(Dataset rows on where objects appear)
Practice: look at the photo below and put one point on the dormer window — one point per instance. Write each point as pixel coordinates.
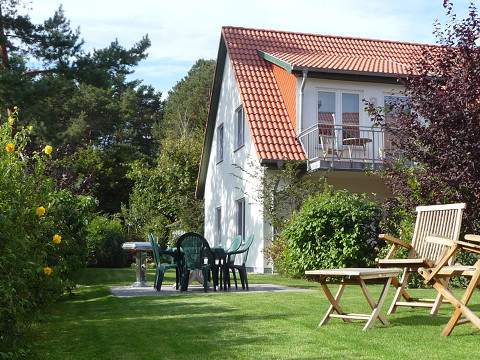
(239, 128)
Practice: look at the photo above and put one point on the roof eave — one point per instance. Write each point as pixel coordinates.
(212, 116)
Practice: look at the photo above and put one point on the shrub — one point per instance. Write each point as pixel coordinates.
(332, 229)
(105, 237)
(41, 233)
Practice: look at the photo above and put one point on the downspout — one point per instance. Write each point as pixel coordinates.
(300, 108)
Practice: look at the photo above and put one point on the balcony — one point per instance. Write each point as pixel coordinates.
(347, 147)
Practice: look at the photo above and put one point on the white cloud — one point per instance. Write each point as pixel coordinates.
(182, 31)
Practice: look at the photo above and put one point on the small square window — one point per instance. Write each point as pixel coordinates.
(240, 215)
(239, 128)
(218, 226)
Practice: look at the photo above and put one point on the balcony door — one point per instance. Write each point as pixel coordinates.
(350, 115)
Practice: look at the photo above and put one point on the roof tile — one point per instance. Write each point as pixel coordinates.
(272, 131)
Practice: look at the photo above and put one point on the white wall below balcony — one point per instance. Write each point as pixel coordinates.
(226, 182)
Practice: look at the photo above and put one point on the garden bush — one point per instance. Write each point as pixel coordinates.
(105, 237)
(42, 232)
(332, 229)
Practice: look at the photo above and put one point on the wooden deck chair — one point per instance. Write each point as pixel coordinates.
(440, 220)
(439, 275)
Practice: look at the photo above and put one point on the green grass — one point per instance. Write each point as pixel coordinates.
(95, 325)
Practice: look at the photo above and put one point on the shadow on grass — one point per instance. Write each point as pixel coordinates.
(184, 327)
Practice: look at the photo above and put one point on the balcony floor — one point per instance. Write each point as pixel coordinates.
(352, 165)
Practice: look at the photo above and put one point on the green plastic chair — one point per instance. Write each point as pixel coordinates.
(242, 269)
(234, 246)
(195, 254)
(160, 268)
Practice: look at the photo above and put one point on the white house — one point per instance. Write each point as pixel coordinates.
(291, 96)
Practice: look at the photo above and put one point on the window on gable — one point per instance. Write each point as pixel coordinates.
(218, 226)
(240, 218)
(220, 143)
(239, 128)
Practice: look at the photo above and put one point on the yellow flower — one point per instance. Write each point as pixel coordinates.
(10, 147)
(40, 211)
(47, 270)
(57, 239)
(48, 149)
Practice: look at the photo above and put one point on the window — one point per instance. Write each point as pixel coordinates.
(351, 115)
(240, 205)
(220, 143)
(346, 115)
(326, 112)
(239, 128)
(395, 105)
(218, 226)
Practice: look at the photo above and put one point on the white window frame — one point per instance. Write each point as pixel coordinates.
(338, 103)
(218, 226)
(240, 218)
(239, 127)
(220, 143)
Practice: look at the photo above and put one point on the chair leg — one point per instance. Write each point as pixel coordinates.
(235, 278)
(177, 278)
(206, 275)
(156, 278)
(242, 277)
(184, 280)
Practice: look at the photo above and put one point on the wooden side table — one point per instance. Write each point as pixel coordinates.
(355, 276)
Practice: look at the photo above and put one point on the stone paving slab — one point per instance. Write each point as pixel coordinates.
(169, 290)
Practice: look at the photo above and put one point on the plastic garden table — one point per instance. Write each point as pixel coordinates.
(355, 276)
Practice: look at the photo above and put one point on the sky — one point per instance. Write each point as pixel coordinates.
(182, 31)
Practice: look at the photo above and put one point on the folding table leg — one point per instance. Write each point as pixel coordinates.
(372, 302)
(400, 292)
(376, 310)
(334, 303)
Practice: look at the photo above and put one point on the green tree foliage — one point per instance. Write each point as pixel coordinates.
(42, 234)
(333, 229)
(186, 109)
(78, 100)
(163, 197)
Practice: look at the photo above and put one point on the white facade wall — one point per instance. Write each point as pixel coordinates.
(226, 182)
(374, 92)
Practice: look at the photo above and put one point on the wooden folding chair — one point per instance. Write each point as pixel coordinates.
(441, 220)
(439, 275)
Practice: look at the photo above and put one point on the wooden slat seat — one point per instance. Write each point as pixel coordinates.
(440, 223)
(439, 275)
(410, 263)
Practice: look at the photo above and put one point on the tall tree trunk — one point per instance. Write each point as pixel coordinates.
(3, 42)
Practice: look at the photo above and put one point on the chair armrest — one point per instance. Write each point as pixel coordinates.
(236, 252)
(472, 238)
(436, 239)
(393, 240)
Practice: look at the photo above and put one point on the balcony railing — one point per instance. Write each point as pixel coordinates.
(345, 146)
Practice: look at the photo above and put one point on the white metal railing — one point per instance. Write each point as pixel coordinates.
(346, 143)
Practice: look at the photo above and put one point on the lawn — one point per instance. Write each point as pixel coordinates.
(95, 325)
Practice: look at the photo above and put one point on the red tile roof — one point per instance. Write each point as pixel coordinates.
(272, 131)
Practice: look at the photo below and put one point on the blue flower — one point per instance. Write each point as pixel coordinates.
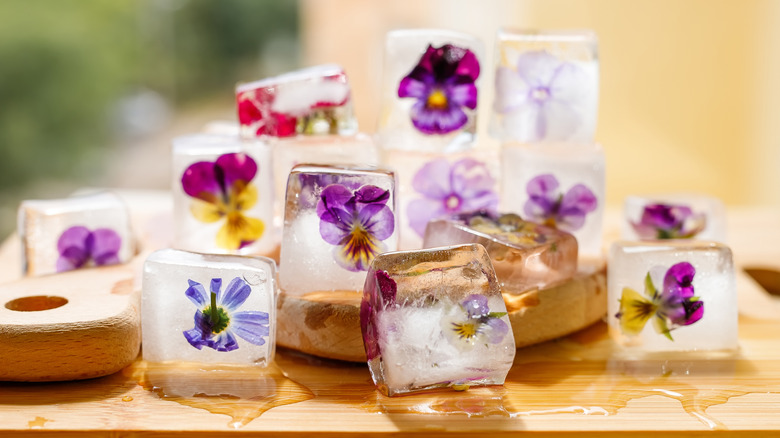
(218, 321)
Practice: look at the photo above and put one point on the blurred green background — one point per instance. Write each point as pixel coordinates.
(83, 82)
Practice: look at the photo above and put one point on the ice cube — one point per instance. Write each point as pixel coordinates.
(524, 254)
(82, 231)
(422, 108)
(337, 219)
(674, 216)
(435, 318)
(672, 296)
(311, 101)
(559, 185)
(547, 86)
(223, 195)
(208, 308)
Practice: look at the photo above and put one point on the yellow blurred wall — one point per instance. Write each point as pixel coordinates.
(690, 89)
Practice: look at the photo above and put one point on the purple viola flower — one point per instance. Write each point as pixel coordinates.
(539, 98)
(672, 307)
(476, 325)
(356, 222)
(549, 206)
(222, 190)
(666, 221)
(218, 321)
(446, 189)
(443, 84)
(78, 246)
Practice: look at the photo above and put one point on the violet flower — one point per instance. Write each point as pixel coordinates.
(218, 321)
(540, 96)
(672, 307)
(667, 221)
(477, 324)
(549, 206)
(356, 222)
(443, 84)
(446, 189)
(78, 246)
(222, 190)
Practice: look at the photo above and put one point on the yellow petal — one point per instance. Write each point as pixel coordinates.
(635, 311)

Problem – Give back each entry exactly as it appears, with no pictures.

Task output –
Practice: look at the photo below and put one point on the dormer window — one point per instance. Write each point as pixel coordinates.
(239, 128)
Practice: look at the photo above and put one point on the roof eave — one point per instance. Write each point as pixel coordinates.
(212, 116)
Practice: look at the photo above and put one point on the shrub — one point per instance. Write each point as pixel coordinates.
(332, 229)
(105, 237)
(41, 233)
Practice: look at the photo above and put one point on the downspout — one point per instance. Write each point as pixel coordinates.
(300, 108)
Practice: look at the photo above and put one point on the balcony — one point per instance. Write each point as pixel coordinates.
(347, 147)
Practice: look at the photo above and put one point on the white cloud — one point per instance. Write each point as pixel coordinates.
(182, 31)
Practice: look at the photo above and put one point on the small square window — one point per instance. Write each point as pixel coordinates.
(240, 215)
(239, 128)
(218, 226)
Practice: look at the photo above and put one point on the balcony door — one point per instance. Write each point as pixel coordinates.
(350, 115)
Practice: look at the photo above and put one point on the roof tile — one point per instance. Write each point as pixel coordinates.
(272, 131)
Practice: look at the photo above and put one point on the white wall below balcony — one point per instance. Write each point as pixel coordinates.
(226, 182)
Practice: look at the photo above and put one point on the garden bush — one point per instance. Write each point as pixel coordinates.
(105, 237)
(42, 232)
(332, 229)
Practice: look at the photo above and put one point on the wooden deck chair — one point per instance. Write each point as pixel coordinates.
(440, 220)
(439, 275)
Practice: look at the photo above and put one point on the green grass — one point per instance. Write each point as pixel coordinates.
(95, 325)
Practice: look at the photo above and put one point on the shadow on grass — one point per instance. Write each point as pixel coordinates.
(184, 327)
Practice: look at the photo above and put one point on the balcony floor — one point per instance. Write each point as pixel coordinates.
(352, 165)
Practice: look at the photo above and put one point on the green plastic chair — one point per instance. Write each point as pixel coordinates.
(242, 269)
(234, 246)
(195, 254)
(160, 268)
Practice: look at the photo above and put one point on the white house — one point per instance. Write each point as pixel coordinates.
(291, 96)
Practice: look at the photo above and put one point on the window on gable — one point per instance. Write each point as pixel coordinates.
(218, 226)
(240, 218)
(220, 143)
(239, 128)
Practice: look at the photo above and put one point on the yellow flower — one point per instance. Write each point as pixel coordinates.
(10, 147)
(40, 211)
(47, 270)
(57, 239)
(48, 149)
Practice: look at the photo above and put one point on the window — one point per instance. Write each point as pixel coordinates.
(351, 115)
(240, 205)
(220, 143)
(346, 115)
(326, 112)
(239, 128)
(395, 105)
(218, 226)
Practice: look at the photo above and put one point on the white window frame — one point per instance. Write each point as pixel coordinates.
(338, 103)
(218, 226)
(240, 218)
(239, 127)
(220, 143)
Practice: look at the photo above and put one point on the chair leg — one point per instance. Write each point as pixel coordinates.
(235, 278)
(177, 278)
(206, 275)
(156, 278)
(242, 277)
(184, 280)
Practice: look at the photo above and put one point on the wooden side table — one point per instance. Write each point as pixel coordinates.
(355, 276)
Practice: look at the photo above and put one point on the stone paving slab — one point per instance. Write each point as pixel coordinates.
(169, 290)
Practice: look at the photo above and put one point on the plastic garden table — one point per instance. Write each point as pixel coordinates.
(355, 276)
Practice: look at the photo above and put one point on the sky — one point per instance. Write each point as pixel coordinates.
(182, 31)
Practice: look at the photo above and put one point on the folding table leg — one point per instance. Write each point as pixel coordinates.
(372, 302)
(400, 292)
(376, 310)
(334, 303)
Practice: look at the photo above and put one point on the green tree foliage — one point per instance. Write each point as pixel coordinates.
(42, 234)
(333, 229)
(186, 109)
(78, 100)
(163, 197)
Practice: look at the photo above and put one point on the white facade wall — one point per instance. Write each point as pixel coordinates.
(226, 182)
(374, 92)
Practice: look at the photo above and put one point on the wooden folding chair — one point per instance. Write each point as pixel coordinates.
(441, 220)
(439, 275)
Practice: look at the photo above and put one point on the wooden slat seat — one point per instance. Write each point as pixel coordinates.
(440, 223)
(439, 275)
(410, 263)
Practice: look at the photo above and put one point on the tall tree trunk — one point per instance. Write each point as pixel coordinates.
(3, 42)
Practice: look at the photo above and put one point on the chair armrest — one point per instance. Write each point as pixel coordinates.
(236, 252)
(472, 238)
(436, 239)
(393, 240)
Practice: look at the photo above and put one point on the balcony railing — one point per instance. Write each point as pixel coordinates.
(345, 146)
Practice: look at the photo above and put one point on the white metal railing — one point per instance. Write each point as pixel coordinates.
(346, 143)
Practice: look at the photo above and put one point on the lawn — one point per instance. Write each point as pixel coordinates.
(95, 325)
Practice: look at the photo above and put one point on the red tile roof — one point per instance. Write each point as pixel coordinates.
(272, 131)
Practice: look at the photo below and put one point on the blue flower — one point per instance. Write each point as pixel coordinates.
(218, 321)
Practice: look at the photo above and put one point on the blurred green background — one point per instance. Write each point as pixel coordinates.
(83, 82)
Practice: look at the photo above and put one point on the ice cube — one point per instance. Write each point as pixel coordinates.
(524, 254)
(82, 231)
(422, 108)
(337, 219)
(674, 216)
(435, 318)
(672, 296)
(311, 101)
(559, 185)
(547, 86)
(223, 195)
(208, 308)
Practice: look at the photo above and put one point on the yellow blurred wall — one point per instance. Write each point as pixel coordinates.
(690, 89)
Practice: look at the photo above and put one point on the purple viola flower — one point per instance. Write each point as pixel coordinates.
(539, 98)
(672, 307)
(476, 325)
(356, 222)
(549, 206)
(222, 190)
(666, 221)
(218, 321)
(446, 189)
(443, 84)
(78, 246)
Practice: look at the photo above and put one point on the violet flower — one point per instance. Write each point as pixel coordinates.
(218, 321)
(540, 96)
(672, 307)
(667, 221)
(477, 324)
(549, 206)
(356, 222)
(443, 84)
(446, 189)
(78, 246)
(222, 190)
Practice: look at the photo above and put one point on the yellow petal — one point per instance. Write each point as pixel coordinates.
(635, 311)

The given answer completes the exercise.